THE DATA section start

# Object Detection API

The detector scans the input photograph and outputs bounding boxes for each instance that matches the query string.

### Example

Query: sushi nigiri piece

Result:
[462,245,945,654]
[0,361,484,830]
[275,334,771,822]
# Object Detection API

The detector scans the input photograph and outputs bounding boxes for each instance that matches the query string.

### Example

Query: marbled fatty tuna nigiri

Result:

THE DATA section end

_TRY IT:_ Which of the lines in the material carry the string "nigiri"? Pull them out.

_OUTPUT BELOW:_
Query: sushi nigiri piece
Query: marbled fatty tuna nigiri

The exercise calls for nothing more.